=== OBJECTIVE 1 ===
Count the lines of the records below that contain the string "floor", matching case exactly, and reply with only the number.
++++ SELECTION
Reginald Horace Cumner (31 March 1918 – 18 January 1999) was a Wales international footballer. A forward, he played for Arsenal, Margate, Hull City, Notts County, Watford, Scunthorpe United, Bradford City, Poole Town, and Bridport. He won three international caps in the 1939 British Home Championship, scoring one goal.

Club career
Cumner moved from Aberaman Athletic to Arsenal. He was loaned out to Margate and Hull City. He played for Arsenal in the 1938 FA Charity Shield at Highbury, which ended in a 2–1 victory over Preston North End. During World War II he guested for Cardiff City, Fulham, Greenock Morton, Liverpool, Portsmouth, Swansea Town, Aberaman Athletic, Port Vale, Clapton Orient and Plymouth Argyle. He suffered severe burns during the war whilst on service for the Royal Marines.
++++++++
++++ SOURCE RECORDS
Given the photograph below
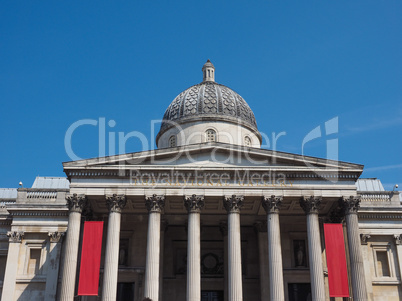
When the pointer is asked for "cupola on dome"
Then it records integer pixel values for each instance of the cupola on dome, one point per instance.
(208, 102)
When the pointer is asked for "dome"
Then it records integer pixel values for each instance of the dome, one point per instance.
(209, 102)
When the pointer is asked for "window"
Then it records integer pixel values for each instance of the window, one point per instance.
(34, 261)
(382, 264)
(172, 141)
(383, 260)
(210, 135)
(247, 141)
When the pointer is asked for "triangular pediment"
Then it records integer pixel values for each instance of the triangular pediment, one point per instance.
(211, 155)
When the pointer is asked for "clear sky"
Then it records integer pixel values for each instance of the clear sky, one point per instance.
(298, 64)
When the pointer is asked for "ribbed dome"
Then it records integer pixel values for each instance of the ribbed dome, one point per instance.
(209, 101)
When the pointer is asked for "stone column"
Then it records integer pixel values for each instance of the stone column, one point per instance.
(164, 225)
(76, 204)
(398, 243)
(194, 204)
(351, 206)
(10, 276)
(310, 206)
(154, 204)
(232, 205)
(53, 265)
(261, 229)
(115, 204)
(223, 226)
(271, 205)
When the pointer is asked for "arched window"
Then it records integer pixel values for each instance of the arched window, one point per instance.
(247, 141)
(210, 135)
(172, 141)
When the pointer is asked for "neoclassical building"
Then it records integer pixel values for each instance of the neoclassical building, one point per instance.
(207, 216)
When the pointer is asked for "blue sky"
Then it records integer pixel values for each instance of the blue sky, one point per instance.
(298, 64)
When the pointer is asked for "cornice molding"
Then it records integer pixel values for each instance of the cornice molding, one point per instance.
(233, 203)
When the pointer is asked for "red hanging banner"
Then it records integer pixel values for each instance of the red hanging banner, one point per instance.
(90, 259)
(336, 260)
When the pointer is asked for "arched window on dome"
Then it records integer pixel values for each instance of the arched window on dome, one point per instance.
(210, 135)
(172, 141)
(247, 141)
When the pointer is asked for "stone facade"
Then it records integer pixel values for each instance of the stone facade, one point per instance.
(207, 220)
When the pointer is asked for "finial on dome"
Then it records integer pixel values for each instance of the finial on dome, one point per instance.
(208, 71)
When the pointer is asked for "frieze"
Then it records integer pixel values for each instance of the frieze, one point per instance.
(194, 203)
(56, 236)
(155, 203)
(233, 203)
(272, 203)
(364, 238)
(115, 202)
(310, 204)
(350, 204)
(76, 203)
(15, 236)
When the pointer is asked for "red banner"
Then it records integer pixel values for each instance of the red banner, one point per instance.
(90, 259)
(336, 260)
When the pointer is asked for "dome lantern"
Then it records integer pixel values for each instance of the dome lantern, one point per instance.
(208, 71)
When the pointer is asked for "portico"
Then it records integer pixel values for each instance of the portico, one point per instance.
(195, 251)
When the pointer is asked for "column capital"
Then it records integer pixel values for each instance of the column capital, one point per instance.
(155, 203)
(56, 236)
(233, 203)
(260, 226)
(115, 202)
(194, 203)
(364, 238)
(15, 236)
(272, 203)
(223, 227)
(350, 204)
(310, 204)
(76, 202)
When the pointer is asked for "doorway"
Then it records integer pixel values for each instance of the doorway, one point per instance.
(211, 295)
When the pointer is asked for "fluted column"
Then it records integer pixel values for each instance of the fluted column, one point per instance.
(351, 206)
(271, 205)
(115, 204)
(15, 238)
(154, 204)
(53, 264)
(76, 204)
(164, 225)
(310, 206)
(232, 205)
(223, 226)
(194, 204)
(261, 229)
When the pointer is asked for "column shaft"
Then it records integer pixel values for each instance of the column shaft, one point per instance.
(194, 258)
(359, 289)
(315, 258)
(70, 257)
(263, 261)
(111, 267)
(151, 288)
(52, 277)
(275, 258)
(311, 206)
(11, 266)
(194, 204)
(234, 252)
(115, 204)
(271, 205)
(351, 205)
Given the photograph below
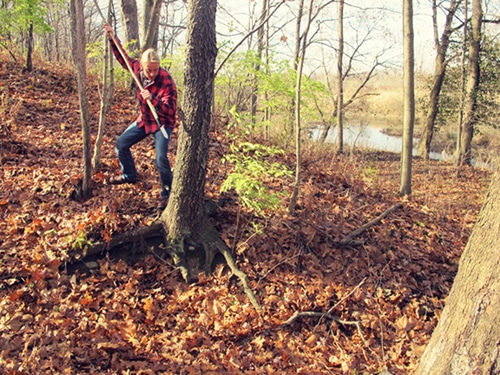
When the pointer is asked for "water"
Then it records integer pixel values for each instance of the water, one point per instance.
(369, 137)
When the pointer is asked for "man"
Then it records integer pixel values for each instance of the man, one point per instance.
(160, 89)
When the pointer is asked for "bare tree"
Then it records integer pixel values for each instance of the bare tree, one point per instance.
(465, 341)
(441, 46)
(131, 25)
(471, 89)
(409, 98)
(300, 67)
(340, 87)
(78, 26)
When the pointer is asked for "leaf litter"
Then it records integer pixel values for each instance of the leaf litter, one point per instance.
(140, 317)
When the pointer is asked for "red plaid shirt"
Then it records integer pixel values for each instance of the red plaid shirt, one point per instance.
(163, 91)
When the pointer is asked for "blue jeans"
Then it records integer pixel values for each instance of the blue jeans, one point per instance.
(132, 135)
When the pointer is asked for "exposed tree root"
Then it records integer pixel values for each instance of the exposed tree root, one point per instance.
(206, 241)
(213, 244)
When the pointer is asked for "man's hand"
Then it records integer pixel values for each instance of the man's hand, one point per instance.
(146, 95)
(108, 30)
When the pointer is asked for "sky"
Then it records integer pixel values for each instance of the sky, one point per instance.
(381, 24)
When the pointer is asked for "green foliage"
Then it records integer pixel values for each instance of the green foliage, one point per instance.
(81, 242)
(275, 83)
(251, 169)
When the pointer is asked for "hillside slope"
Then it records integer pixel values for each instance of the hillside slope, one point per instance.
(384, 293)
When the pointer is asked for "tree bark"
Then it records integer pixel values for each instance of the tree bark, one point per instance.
(409, 99)
(151, 28)
(298, 126)
(184, 213)
(78, 26)
(437, 82)
(340, 86)
(472, 84)
(467, 338)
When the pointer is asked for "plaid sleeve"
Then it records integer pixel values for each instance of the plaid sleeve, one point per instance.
(165, 99)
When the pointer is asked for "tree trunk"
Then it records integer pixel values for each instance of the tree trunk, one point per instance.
(152, 27)
(439, 73)
(257, 65)
(298, 156)
(184, 214)
(106, 98)
(131, 23)
(150, 24)
(29, 54)
(409, 98)
(467, 338)
(472, 84)
(78, 27)
(340, 87)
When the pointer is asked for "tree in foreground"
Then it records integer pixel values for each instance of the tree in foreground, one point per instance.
(466, 340)
(194, 241)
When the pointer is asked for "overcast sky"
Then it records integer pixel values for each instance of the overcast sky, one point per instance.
(382, 23)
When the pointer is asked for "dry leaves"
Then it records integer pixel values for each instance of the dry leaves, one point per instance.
(139, 317)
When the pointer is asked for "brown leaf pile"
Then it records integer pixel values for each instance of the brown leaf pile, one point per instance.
(383, 296)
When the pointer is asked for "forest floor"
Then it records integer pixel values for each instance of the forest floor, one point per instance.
(381, 295)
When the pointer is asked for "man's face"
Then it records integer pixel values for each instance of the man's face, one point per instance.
(150, 69)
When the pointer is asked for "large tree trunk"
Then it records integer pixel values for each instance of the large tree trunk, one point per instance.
(130, 20)
(467, 338)
(472, 84)
(409, 99)
(184, 214)
(439, 73)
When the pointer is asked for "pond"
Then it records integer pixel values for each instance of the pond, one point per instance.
(368, 136)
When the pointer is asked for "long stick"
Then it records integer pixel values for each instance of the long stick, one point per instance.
(136, 79)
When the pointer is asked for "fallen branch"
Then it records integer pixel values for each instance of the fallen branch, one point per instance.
(347, 240)
(314, 314)
(212, 239)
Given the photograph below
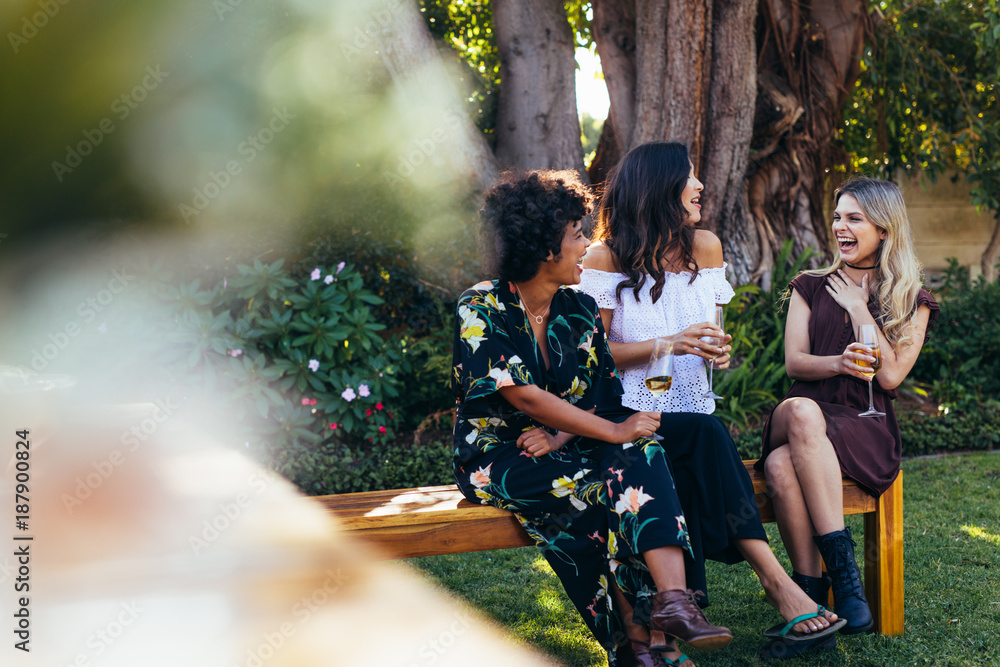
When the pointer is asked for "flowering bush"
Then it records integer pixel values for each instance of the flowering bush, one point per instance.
(301, 362)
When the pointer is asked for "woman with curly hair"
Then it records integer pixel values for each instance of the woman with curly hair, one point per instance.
(816, 433)
(530, 363)
(654, 275)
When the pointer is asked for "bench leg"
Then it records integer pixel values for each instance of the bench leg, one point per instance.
(884, 560)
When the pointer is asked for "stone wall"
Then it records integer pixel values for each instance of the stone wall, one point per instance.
(945, 223)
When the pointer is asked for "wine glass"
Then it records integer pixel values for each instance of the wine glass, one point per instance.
(716, 317)
(660, 371)
(868, 336)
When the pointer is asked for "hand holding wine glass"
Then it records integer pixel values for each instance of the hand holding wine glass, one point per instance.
(868, 336)
(660, 369)
(715, 317)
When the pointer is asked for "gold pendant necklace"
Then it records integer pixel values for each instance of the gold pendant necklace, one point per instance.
(538, 318)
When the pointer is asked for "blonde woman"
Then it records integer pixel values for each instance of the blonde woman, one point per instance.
(815, 434)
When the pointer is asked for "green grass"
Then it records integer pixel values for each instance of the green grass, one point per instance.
(952, 584)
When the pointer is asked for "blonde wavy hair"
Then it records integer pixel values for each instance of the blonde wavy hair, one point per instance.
(897, 277)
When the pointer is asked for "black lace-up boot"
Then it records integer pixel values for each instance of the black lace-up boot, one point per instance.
(849, 601)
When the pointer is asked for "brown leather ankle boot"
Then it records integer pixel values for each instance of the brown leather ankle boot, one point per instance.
(677, 614)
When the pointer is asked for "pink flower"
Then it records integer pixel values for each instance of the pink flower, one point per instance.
(481, 477)
(631, 500)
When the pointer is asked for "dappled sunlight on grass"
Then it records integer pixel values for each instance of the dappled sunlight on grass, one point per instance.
(980, 534)
(539, 564)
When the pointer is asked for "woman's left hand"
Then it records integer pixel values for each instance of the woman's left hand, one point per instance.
(848, 294)
(721, 362)
(539, 442)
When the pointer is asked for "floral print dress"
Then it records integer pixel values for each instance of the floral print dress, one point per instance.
(592, 507)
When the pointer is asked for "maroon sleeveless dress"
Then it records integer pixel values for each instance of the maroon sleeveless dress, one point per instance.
(869, 448)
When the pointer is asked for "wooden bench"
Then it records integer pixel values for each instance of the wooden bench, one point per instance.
(430, 521)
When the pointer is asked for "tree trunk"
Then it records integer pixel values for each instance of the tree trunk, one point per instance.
(674, 70)
(613, 28)
(410, 55)
(697, 77)
(988, 262)
(811, 55)
(726, 151)
(537, 124)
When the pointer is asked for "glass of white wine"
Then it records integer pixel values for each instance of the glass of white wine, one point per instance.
(715, 316)
(660, 369)
(868, 336)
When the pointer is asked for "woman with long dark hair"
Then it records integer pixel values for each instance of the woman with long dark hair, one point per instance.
(530, 362)
(655, 275)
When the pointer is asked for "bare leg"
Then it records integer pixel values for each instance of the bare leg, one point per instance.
(782, 592)
(805, 479)
(666, 565)
(790, 510)
(816, 463)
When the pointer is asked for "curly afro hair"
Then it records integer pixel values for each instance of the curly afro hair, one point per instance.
(524, 217)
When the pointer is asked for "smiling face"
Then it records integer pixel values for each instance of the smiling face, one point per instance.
(691, 197)
(857, 238)
(567, 268)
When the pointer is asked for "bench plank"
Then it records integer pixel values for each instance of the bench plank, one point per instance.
(437, 520)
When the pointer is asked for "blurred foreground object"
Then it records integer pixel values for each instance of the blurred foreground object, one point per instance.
(151, 545)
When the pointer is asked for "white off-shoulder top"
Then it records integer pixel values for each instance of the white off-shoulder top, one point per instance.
(680, 305)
++++++++
=== OBJECTIVE 2 ===
From the Club career section of the biography above, list every club named before the sentence beginning "During World War II".

=== WRITTEN REPLY 1 ===
2

=== WRITTEN REPLY 2 ===
Aberaman Athletic, Arsenal, Margate, Hull City, Preston North End